▶ [WHAT TO DO] The entries below contain a stretch that opens with the line containing "Target: carved column" and closes with the line containing "instance: [(42, 327)]"; set down that stretch exactly, both ends included, and nothing else.

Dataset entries

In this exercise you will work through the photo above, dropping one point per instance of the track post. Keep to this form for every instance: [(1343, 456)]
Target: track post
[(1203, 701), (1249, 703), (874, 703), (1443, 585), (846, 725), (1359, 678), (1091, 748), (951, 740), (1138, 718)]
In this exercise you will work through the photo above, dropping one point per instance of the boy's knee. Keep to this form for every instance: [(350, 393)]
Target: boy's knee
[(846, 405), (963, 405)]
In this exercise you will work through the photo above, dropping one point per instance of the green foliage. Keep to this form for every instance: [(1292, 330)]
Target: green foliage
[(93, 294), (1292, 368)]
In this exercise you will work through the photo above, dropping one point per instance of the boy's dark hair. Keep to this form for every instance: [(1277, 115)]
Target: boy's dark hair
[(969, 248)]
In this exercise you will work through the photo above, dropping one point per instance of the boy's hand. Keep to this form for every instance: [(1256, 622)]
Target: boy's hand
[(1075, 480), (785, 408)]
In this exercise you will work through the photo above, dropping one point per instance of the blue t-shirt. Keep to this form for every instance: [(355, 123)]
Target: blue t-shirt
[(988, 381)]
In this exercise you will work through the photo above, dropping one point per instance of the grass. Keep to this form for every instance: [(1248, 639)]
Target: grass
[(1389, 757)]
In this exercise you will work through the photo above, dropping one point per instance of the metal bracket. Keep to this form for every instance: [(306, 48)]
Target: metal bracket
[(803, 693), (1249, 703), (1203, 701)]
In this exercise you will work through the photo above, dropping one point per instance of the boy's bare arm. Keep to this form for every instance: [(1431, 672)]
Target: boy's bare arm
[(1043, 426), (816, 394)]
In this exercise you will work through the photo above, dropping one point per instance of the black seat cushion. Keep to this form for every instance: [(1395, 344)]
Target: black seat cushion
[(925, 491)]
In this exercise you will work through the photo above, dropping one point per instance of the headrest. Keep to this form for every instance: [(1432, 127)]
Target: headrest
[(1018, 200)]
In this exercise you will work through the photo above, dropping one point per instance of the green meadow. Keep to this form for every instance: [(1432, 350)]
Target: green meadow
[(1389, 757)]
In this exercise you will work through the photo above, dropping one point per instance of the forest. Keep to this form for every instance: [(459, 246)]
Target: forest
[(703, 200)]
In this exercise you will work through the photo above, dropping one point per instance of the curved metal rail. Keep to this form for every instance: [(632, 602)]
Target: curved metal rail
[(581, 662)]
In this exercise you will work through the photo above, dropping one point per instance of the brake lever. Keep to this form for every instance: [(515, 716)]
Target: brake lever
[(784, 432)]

...

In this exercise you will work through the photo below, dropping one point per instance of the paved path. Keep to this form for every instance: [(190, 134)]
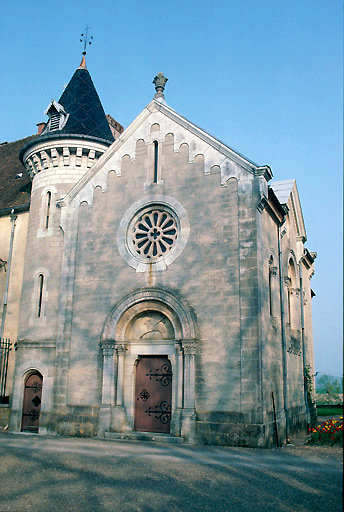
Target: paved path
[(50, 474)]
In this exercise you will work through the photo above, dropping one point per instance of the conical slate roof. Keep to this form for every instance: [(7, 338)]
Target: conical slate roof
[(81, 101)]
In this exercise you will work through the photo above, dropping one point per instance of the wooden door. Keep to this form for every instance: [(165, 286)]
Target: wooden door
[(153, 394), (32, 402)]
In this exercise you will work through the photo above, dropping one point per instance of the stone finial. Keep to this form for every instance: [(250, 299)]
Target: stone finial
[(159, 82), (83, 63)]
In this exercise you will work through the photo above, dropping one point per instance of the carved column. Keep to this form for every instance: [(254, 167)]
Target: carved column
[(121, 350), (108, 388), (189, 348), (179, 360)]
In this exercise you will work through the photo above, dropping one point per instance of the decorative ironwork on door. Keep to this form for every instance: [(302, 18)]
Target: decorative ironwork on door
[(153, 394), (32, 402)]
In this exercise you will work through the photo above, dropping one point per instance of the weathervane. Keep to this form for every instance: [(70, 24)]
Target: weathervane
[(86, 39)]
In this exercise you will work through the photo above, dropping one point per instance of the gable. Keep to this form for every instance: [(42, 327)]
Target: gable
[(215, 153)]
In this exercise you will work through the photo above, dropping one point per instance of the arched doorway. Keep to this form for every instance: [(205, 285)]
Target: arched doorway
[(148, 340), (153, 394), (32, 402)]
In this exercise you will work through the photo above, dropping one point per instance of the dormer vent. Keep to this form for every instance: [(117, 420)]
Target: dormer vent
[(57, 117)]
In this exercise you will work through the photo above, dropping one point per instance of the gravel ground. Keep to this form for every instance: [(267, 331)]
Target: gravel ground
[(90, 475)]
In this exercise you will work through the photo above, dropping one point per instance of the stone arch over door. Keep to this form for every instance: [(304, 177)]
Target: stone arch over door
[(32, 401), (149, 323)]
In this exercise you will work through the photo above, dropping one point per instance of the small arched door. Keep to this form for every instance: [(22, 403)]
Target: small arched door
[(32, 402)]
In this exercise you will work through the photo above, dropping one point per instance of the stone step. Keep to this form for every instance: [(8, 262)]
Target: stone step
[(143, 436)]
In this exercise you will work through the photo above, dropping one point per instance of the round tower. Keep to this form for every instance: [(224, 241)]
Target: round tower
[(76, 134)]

▶ [ANSWER]
Target: carved column
[(121, 350), (108, 388), (189, 348), (179, 360)]
In this exercise you will work through the photo above, dropping one point per instance of the decorative ironwork on door. Keep to this form for every instance: [(302, 18)]
Target: decorative ironwork on door
[(153, 394), (32, 402)]
In this exercise you will work through the photo above, dropping one point per instance of the weathervane. Keep to this form for every instance: [(70, 24)]
Target: weathervane
[(86, 39)]
In this exercise you will work through the photo above, dropping one point per instance of the gable. Keep to this form for every instance: [(42, 327)]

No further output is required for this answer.